TASK DIRECTIONS
Reproduce every line of the listing below word for word, leaving out the pictures.

EXERCISE INPUTS
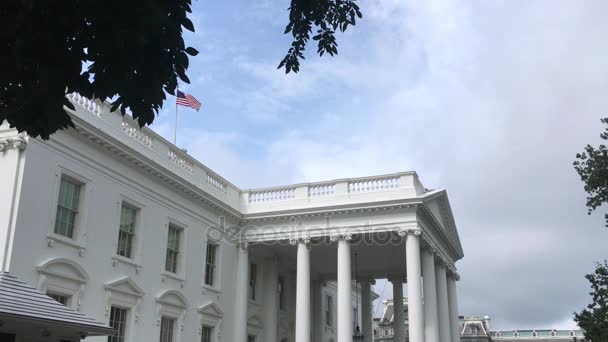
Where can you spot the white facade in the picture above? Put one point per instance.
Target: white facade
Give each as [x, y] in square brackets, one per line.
[301, 238]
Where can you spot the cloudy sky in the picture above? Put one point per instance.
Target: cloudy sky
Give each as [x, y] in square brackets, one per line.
[488, 99]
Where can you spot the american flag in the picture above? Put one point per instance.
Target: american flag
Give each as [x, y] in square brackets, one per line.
[187, 100]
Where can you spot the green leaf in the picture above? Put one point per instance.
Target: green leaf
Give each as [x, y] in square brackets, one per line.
[191, 51]
[188, 25]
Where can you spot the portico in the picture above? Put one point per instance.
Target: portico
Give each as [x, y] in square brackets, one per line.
[411, 232]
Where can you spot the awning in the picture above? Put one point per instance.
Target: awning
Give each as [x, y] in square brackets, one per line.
[23, 303]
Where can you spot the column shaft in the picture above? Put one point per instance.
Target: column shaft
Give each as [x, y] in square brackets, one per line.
[453, 305]
[345, 312]
[442, 303]
[414, 287]
[366, 311]
[398, 311]
[431, 323]
[271, 300]
[303, 294]
[240, 297]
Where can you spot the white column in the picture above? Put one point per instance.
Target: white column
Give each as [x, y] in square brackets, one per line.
[242, 290]
[317, 310]
[303, 291]
[453, 305]
[431, 320]
[366, 310]
[414, 286]
[271, 300]
[345, 311]
[442, 303]
[398, 310]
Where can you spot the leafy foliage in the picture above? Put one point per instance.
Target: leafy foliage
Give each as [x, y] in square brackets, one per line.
[592, 166]
[327, 16]
[594, 319]
[133, 52]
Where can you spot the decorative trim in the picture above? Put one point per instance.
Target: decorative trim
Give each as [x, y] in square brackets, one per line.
[341, 237]
[410, 231]
[295, 241]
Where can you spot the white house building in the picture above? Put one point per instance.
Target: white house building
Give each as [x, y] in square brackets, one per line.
[477, 329]
[119, 224]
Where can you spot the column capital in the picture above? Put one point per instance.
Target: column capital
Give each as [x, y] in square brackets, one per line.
[453, 274]
[341, 237]
[295, 241]
[369, 280]
[431, 250]
[17, 142]
[394, 278]
[272, 259]
[410, 231]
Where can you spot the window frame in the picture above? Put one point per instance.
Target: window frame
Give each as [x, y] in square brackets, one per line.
[211, 329]
[329, 308]
[253, 281]
[75, 210]
[281, 294]
[126, 322]
[81, 176]
[133, 235]
[211, 281]
[176, 268]
[54, 294]
[173, 333]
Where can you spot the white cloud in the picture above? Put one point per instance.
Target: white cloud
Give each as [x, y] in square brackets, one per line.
[490, 100]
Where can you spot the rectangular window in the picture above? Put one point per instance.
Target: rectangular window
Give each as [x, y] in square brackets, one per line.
[172, 259]
[63, 299]
[4, 337]
[118, 322]
[67, 207]
[210, 264]
[253, 277]
[126, 231]
[281, 293]
[328, 310]
[206, 333]
[167, 325]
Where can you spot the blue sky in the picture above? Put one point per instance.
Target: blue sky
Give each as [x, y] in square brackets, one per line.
[488, 99]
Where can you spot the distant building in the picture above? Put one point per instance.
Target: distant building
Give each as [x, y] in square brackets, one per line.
[474, 329]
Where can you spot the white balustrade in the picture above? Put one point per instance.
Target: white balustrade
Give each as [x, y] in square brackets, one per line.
[272, 195]
[216, 182]
[136, 134]
[180, 161]
[373, 184]
[86, 103]
[318, 190]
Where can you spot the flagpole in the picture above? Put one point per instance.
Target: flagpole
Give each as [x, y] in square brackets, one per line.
[175, 126]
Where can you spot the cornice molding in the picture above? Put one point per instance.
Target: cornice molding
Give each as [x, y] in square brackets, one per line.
[341, 237]
[99, 137]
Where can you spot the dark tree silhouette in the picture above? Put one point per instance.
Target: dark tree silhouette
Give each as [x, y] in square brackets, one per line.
[592, 166]
[132, 52]
[594, 319]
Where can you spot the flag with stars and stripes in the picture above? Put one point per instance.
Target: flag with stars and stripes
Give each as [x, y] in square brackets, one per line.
[187, 100]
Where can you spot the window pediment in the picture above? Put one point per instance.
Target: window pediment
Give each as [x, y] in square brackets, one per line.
[211, 309]
[64, 268]
[173, 298]
[255, 322]
[125, 286]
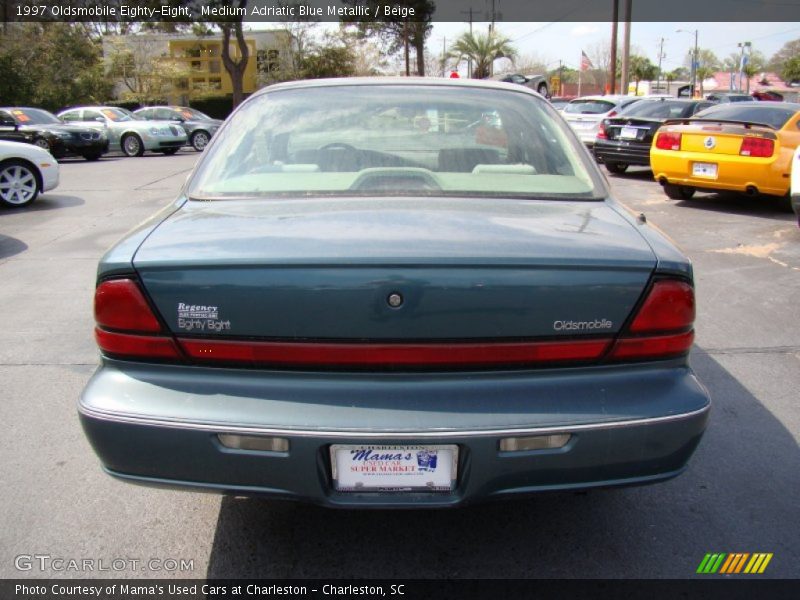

WORKED SOLUTION
Where can you spot the white facade in the picture above? Put one point per instance.
Target: white facade
Give each as [x, y] in square brackets, one per line.
[301, 238]
Where can you spot the cloudy sky in the picture above? Put one point per instance.
Target: cloudy sky
Give each as [x, y] in square brackets, one per line.
[488, 99]
Where can you spot the american flag in the picture above? Put one point per instance.
Target: american flag
Give each as [x, y] in square brackets, one per line.
[187, 100]
Where can you spot the green leaf in the picture above? Put one point per instance.
Target: green leaf
Give each as [x, y] in square brackets, one per line.
[191, 51]
[188, 25]
Where can you spot the portico in the picture above? Put one point per instance.
Target: portico
Give each as [x, y] in square brackets, one per line.
[411, 232]
Where can you spot the awning in the picture above? Put one point per instance.
Target: awning
Give each as [x, y] in square brackets, one per line.
[23, 303]
Where can you spot the column shaft in the picture above? Put one point per instance.
Target: column shaft
Give each as [x, y] in square brackets, one per line.
[453, 305]
[345, 312]
[442, 303]
[414, 287]
[366, 311]
[398, 311]
[431, 323]
[271, 300]
[303, 294]
[240, 297]
Where can you spot the white column in the picture above? Put one point per instance.
Target: white column
Give each as [x, y] in square brackets, one per line.
[242, 290]
[317, 310]
[303, 291]
[453, 305]
[431, 320]
[366, 310]
[414, 286]
[271, 300]
[345, 311]
[442, 303]
[398, 310]
Where can you spot the leafy foliage in the picture above? Put one point per instance.
Target: leafy foliage
Give each as [x, y] in square brackets, one per line.
[592, 166]
[327, 16]
[594, 319]
[133, 52]
Where can you spot the decorative trim in the picture above? Put one point per instance.
Target: decorative trim
Give each as [x, y] in square brackets, one per line.
[341, 237]
[410, 231]
[295, 241]
Where can you spot the white house building in the picture above? Put one point per instance.
Target: white house building
Give each as [x, y] in square brackets, one per line.
[477, 329]
[119, 224]
Where can you spot the column capital in the picture above? Put one point per instance.
Target: column capital
Give each as [x, y] in square brackets, one per line.
[453, 274]
[341, 237]
[295, 241]
[369, 280]
[431, 250]
[17, 142]
[394, 278]
[272, 259]
[410, 231]
Where can you spot the window frame in the picture above? Put one point per instance.
Target: window frame
Give each as [x, y] in square brackets, one per line.
[211, 329]
[329, 308]
[253, 281]
[75, 210]
[281, 294]
[126, 322]
[81, 176]
[133, 235]
[211, 281]
[176, 268]
[54, 294]
[173, 333]
Where can you spot the white cloud in the picture above? Put one point per instance.
Target: white cloud
Give each as [x, y] in square brackets, one per line.
[490, 100]
Where can you spot the rectangular window in the picture above? Put one point per instance.
Target: rectangular window
Give each as [x, y] in square brackets, one per line.
[172, 259]
[63, 299]
[4, 337]
[118, 322]
[67, 207]
[210, 264]
[253, 277]
[126, 231]
[281, 293]
[328, 310]
[206, 333]
[167, 325]
Where can you spot the blue sky in the picture above? Put one point per instance.
Target: blue sky
Give each as [x, y] in square brackets, one per line.
[488, 99]
Where can you spot the distant building in the picture above? Put one point per instance.
Target: distant building
Give each as [x, y] in square brackets, one per line.
[474, 329]
Where can you spot the white balustrade in the picture above? Put one point per instance.
Target: white balustrade
Give each as [x, y] in square brackets, one per line.
[272, 195]
[216, 182]
[136, 134]
[180, 161]
[373, 184]
[86, 103]
[318, 190]
Where can you spot the flagpole in the picture above? Put one point per instance.
Target: flagpole
Give each as [x, y] in square brackets, one per line.
[175, 126]
Where can you spot the cornice molding in the picture above? Put one point per instance.
Target: cornice molding
Give each as [x, y] in square brackets, one per line.
[341, 237]
[99, 137]
Where can you spot the dark tree silhouette in the picture above? Put one point per instance.
Target: dark tree silhouette
Give each as [x, y] in square brackets, one per line.
[592, 166]
[132, 52]
[594, 319]
Where can you spot the flag with stars and stripes in the picture above? Put one point per instance.
Target: flag with stars and stripes
Give each as [x, y] in square brackets, one per line.
[187, 100]
Where can you spot the window pediment in the picture above? Put one point per instance.
Target: window pediment
Give each as [x, y] in square brackets, one per line.
[211, 309]
[64, 268]
[173, 298]
[255, 322]
[125, 286]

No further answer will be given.